Copy the data beginning with the line containing "Target: refrigerator handle" and continuing through the line containing "[[[29,262],[34,265],[34,248],[36,248],[34,227],[29,225]]]". Increase every polygon vertex coordinate in the answers by 87, and leave every other line unchanged.

### DATA RECORDS

########

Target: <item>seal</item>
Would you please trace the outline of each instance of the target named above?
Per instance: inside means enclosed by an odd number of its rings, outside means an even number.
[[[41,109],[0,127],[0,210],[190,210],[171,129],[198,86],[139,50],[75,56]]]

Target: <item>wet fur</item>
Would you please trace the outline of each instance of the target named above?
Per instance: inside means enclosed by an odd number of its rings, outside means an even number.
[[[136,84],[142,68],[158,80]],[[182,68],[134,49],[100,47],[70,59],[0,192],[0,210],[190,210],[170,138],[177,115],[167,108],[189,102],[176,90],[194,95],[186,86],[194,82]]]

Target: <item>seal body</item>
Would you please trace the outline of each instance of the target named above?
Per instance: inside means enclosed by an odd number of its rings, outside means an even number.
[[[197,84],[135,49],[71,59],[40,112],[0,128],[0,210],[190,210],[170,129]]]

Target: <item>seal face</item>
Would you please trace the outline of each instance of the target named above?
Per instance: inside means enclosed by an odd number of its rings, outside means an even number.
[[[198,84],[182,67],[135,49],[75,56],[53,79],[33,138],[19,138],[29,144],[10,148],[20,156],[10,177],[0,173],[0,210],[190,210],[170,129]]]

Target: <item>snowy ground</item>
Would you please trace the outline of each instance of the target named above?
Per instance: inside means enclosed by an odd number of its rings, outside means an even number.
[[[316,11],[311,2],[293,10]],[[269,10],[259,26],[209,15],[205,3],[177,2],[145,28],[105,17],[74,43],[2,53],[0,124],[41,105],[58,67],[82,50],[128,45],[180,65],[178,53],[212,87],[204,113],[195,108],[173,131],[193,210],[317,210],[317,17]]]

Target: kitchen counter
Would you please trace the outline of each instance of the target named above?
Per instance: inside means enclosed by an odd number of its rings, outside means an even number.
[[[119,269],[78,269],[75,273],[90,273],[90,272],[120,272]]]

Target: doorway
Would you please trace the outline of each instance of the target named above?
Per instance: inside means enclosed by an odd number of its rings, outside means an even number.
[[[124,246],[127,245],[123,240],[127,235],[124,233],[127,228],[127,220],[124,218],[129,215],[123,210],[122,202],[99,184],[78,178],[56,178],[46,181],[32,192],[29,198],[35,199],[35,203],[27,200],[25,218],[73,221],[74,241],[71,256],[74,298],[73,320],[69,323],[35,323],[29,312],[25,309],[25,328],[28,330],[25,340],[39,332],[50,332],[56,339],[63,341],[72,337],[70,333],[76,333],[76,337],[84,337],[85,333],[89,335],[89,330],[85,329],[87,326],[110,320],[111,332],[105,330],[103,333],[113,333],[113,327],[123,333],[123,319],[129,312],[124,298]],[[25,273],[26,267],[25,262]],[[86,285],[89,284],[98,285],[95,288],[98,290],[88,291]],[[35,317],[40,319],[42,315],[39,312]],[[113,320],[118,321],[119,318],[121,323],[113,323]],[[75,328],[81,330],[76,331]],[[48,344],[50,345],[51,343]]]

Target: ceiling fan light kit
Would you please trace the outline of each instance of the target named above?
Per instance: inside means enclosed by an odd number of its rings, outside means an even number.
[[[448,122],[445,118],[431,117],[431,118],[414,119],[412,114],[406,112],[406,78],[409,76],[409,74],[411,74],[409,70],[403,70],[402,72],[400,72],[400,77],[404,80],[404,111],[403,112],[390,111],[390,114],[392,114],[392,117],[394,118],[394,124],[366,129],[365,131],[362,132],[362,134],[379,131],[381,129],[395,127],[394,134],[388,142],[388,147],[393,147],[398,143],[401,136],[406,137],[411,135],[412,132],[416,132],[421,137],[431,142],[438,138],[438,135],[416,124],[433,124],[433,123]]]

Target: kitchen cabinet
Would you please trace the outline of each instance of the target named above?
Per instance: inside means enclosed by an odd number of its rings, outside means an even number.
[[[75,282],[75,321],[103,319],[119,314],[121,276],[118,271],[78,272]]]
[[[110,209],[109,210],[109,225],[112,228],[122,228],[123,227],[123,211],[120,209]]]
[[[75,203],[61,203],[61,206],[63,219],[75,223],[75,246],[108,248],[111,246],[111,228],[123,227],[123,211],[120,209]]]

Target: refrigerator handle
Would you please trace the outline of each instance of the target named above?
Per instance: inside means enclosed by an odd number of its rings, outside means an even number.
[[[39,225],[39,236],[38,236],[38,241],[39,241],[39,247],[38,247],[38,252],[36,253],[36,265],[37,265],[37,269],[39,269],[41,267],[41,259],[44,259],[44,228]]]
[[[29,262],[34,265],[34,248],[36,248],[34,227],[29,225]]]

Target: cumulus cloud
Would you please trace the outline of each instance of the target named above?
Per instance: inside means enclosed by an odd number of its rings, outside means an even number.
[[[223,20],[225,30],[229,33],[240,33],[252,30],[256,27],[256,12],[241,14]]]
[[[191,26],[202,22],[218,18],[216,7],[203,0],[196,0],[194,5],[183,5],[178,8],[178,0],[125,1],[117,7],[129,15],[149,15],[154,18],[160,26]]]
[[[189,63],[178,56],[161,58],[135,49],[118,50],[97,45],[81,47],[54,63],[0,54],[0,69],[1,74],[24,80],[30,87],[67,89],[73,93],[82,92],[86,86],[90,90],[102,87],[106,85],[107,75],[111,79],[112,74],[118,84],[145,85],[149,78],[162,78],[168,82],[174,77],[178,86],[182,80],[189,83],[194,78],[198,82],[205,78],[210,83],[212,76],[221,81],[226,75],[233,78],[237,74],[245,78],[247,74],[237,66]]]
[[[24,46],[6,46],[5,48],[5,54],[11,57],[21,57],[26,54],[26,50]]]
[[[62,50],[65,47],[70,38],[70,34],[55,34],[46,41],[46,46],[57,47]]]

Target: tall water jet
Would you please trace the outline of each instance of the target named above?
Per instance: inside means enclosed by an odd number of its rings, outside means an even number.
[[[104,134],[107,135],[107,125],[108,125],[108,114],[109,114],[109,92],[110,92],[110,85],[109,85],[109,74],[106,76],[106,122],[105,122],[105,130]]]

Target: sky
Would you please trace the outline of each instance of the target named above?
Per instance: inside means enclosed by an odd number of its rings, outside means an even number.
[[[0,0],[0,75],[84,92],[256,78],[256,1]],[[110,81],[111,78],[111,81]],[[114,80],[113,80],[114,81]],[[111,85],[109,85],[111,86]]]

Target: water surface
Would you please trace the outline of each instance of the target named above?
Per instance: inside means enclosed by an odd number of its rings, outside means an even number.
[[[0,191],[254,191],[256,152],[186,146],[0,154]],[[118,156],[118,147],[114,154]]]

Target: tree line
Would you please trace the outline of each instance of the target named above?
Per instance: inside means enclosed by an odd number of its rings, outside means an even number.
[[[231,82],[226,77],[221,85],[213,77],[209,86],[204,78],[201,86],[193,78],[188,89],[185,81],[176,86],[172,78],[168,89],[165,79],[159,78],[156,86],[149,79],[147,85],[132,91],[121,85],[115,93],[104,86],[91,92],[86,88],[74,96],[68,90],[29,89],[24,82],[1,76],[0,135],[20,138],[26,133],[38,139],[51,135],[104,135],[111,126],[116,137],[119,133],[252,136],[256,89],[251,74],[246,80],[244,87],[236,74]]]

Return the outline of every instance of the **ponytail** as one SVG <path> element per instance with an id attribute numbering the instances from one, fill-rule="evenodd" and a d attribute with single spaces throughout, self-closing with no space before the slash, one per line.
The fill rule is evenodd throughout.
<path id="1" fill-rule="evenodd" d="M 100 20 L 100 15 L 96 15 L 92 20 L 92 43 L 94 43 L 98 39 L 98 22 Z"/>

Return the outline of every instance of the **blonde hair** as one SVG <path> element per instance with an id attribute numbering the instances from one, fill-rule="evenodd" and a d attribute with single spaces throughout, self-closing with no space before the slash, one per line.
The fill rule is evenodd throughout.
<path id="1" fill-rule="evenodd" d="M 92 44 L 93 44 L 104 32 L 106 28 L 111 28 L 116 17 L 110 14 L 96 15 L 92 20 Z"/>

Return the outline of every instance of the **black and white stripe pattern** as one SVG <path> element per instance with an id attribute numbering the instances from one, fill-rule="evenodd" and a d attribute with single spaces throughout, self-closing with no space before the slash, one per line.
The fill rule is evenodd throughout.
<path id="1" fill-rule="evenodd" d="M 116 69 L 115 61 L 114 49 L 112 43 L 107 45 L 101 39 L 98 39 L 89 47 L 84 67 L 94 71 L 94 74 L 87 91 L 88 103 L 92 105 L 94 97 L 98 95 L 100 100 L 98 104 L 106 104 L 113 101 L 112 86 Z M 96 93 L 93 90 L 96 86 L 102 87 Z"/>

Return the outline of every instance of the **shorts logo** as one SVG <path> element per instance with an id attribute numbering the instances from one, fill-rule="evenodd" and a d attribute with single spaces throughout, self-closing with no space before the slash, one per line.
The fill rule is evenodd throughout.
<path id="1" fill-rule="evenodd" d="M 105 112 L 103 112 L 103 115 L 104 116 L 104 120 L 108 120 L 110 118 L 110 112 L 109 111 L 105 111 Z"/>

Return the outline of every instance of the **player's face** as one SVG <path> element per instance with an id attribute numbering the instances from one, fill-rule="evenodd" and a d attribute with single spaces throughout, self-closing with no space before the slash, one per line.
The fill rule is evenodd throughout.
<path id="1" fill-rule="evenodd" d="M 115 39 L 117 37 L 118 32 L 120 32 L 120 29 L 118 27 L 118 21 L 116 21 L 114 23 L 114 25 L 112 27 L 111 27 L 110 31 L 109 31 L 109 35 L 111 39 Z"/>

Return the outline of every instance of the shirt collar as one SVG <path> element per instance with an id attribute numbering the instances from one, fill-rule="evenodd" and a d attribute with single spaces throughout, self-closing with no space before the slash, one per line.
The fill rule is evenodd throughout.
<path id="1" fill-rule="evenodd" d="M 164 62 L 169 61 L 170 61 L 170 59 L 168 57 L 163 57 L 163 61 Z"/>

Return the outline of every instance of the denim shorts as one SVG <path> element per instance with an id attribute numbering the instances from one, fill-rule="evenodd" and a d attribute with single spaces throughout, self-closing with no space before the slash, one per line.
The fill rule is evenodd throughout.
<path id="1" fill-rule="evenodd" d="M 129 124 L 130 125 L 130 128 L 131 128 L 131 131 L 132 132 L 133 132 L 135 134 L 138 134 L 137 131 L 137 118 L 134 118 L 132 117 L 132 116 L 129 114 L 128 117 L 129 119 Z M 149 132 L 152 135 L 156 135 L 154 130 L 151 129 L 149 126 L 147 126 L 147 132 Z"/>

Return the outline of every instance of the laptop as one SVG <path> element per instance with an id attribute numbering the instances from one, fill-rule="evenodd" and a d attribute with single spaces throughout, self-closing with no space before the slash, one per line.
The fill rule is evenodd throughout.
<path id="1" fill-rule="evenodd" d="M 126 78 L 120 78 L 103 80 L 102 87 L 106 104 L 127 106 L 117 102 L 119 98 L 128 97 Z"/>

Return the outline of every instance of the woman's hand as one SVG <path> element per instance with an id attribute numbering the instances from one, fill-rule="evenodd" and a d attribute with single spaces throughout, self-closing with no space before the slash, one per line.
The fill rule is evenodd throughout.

########

### SOLUTION FOR THIS EXERCISE
Target: refrigerator handle
Would you please trace the outline of each instance of the target named above?
Per instance: inside means enclosed by an odd number of its rings, outside means an even number.
[[[126,312],[126,323],[125,323],[125,328],[126,328],[126,334],[125,334],[125,339],[123,340],[123,352],[124,352],[124,356],[126,356],[128,354],[128,346],[131,346],[131,315]]]
[[[116,349],[121,352],[121,335],[123,335],[121,314],[116,312]]]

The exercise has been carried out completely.